→ **Given instruction**
Retype the data below line for line, with every character unchanged.

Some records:
* * * * *

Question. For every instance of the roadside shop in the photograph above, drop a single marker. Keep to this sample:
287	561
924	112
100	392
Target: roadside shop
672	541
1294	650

* * * * *

→ **Right answer**
Question. For every instance of the roadside shop in the photograph above, drop a single marker. Keep to this sample:
287	561
924	112
100	392
Target: roadside shop
672	541
1294	650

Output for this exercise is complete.